- Exercise requirements: Format the following lines as a numbered list, omitting any blank lines.

- Supplied data:

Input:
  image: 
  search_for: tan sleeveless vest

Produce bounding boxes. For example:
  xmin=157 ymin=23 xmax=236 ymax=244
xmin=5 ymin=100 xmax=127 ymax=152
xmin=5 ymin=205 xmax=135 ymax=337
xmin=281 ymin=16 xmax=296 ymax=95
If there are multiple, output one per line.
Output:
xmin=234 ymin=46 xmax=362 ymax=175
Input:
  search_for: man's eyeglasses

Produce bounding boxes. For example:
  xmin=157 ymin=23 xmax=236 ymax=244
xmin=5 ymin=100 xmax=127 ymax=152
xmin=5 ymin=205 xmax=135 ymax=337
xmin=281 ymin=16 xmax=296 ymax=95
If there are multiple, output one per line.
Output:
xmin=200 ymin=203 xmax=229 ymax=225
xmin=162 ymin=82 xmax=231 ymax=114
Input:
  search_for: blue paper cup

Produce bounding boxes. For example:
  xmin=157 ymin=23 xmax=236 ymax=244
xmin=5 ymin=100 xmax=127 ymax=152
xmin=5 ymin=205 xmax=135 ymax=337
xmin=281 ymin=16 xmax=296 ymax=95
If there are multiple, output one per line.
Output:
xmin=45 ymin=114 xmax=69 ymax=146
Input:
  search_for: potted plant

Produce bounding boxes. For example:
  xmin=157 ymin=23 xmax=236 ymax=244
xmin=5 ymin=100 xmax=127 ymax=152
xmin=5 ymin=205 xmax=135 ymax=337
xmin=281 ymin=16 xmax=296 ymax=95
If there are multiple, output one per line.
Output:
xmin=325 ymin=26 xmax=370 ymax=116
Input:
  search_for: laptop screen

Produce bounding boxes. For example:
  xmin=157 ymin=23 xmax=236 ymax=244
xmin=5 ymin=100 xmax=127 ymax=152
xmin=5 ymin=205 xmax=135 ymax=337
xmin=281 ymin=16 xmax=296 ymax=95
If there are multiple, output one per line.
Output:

- Result below:
1. Input:
2.   image: 
3.   search_for: tan sleeveless vest
4. Produce bounding boxes. For example:
5.   xmin=157 ymin=23 xmax=236 ymax=244
6. xmin=5 ymin=100 xmax=127 ymax=152
7. xmin=5 ymin=205 xmax=135 ymax=337
8. xmin=281 ymin=16 xmax=296 ymax=95
9. If there are multiple, output one per line.
10. Output:
11. xmin=234 ymin=46 xmax=362 ymax=175
12. Input:
13.   search_for: man's eyeglasses
14. Produce bounding boxes. For example:
15.   xmin=157 ymin=23 xmax=236 ymax=244
16. xmin=5 ymin=100 xmax=127 ymax=152
17. xmin=5 ymin=205 xmax=135 ymax=337
18. xmin=281 ymin=16 xmax=296 ymax=95
19. If there are multiple, output one per line.
20. Output:
21. xmin=200 ymin=203 xmax=229 ymax=225
22. xmin=162 ymin=82 xmax=231 ymax=114
23. Input:
24.   search_for: blue paper cup
25. Produce bounding boxes. For example:
26.   xmin=157 ymin=23 xmax=236 ymax=244
27. xmin=5 ymin=100 xmax=127 ymax=152
28. xmin=5 ymin=205 xmax=135 ymax=337
29. xmin=281 ymin=16 xmax=296 ymax=95
30. If there are multiple, output one per line.
31. Output:
32. xmin=45 ymin=114 xmax=69 ymax=146
33. Input:
34.   search_for: potted plant
35. Produce bounding boxes. For example:
36.   xmin=157 ymin=23 xmax=236 ymax=244
37. xmin=5 ymin=100 xmax=127 ymax=152
38. xmin=5 ymin=205 xmax=135 ymax=337
39. xmin=281 ymin=16 xmax=296 ymax=95
40. If there are multiple, output one per line.
41. Output:
42. xmin=325 ymin=26 xmax=370 ymax=116
43. Input:
44.   search_for: laptop screen
45. Produce bounding boxes. For example:
46.   xmin=157 ymin=23 xmax=236 ymax=244
47. xmin=5 ymin=100 xmax=127 ymax=152
48. xmin=5 ymin=205 xmax=135 ymax=337
49. xmin=281 ymin=16 xmax=296 ymax=95
50. If there are multiple, output one per line.
51. Output:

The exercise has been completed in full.